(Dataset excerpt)
————————
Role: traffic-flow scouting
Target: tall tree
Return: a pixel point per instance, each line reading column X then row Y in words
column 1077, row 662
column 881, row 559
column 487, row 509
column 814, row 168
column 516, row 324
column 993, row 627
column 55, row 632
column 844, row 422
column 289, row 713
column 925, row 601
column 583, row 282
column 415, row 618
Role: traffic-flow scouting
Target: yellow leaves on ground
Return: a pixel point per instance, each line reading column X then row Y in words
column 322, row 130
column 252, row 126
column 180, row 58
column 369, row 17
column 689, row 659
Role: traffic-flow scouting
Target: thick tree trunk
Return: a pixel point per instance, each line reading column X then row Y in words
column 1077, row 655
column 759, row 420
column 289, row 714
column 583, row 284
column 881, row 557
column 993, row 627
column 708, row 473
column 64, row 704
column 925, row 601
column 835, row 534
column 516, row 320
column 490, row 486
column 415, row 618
————————
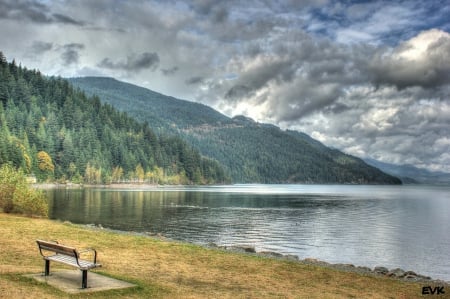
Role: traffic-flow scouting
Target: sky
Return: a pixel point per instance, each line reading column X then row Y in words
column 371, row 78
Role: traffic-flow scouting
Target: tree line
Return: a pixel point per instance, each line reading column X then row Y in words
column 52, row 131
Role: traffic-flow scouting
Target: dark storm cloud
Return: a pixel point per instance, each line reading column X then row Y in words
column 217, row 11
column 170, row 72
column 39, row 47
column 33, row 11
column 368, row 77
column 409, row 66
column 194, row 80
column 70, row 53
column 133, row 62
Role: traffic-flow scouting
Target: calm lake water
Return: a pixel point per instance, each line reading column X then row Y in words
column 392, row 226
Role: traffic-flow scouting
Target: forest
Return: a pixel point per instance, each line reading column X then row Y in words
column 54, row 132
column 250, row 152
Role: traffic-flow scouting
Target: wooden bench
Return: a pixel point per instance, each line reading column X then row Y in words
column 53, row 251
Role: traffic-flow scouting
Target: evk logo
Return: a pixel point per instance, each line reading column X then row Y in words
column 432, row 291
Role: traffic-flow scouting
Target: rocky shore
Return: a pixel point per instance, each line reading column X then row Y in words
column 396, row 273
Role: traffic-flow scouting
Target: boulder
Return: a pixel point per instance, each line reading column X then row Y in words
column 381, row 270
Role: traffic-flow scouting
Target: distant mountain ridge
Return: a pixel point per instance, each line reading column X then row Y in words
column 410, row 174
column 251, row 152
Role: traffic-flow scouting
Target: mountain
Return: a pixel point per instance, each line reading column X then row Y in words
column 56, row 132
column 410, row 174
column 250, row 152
————————
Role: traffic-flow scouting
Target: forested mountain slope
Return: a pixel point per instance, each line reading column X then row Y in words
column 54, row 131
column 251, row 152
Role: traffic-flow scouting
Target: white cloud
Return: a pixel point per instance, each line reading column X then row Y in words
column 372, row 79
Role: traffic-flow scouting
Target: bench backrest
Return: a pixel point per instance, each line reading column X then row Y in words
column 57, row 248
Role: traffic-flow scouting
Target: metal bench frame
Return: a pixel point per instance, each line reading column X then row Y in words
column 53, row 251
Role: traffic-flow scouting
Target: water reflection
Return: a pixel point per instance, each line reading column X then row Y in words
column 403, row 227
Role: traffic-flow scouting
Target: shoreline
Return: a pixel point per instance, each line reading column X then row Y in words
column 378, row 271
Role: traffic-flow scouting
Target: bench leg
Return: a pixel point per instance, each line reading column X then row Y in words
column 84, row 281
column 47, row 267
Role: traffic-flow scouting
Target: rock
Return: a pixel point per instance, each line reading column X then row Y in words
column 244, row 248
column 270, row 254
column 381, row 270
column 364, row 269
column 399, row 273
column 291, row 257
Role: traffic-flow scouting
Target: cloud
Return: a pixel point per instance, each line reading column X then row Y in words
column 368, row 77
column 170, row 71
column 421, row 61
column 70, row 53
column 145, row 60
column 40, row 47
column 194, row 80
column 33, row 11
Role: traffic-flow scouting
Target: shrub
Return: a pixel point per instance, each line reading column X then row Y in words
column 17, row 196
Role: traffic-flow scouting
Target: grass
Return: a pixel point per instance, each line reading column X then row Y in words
————————
▸ **Problem details**: Extract each line of the records above that contains the string "bench". Treat uppercase and lowercase letters as distinct.

▸ **Solution for this exercise**:
Target: wooden bench
Target: bench backrest
Target: metal bench frame
Target: bench leg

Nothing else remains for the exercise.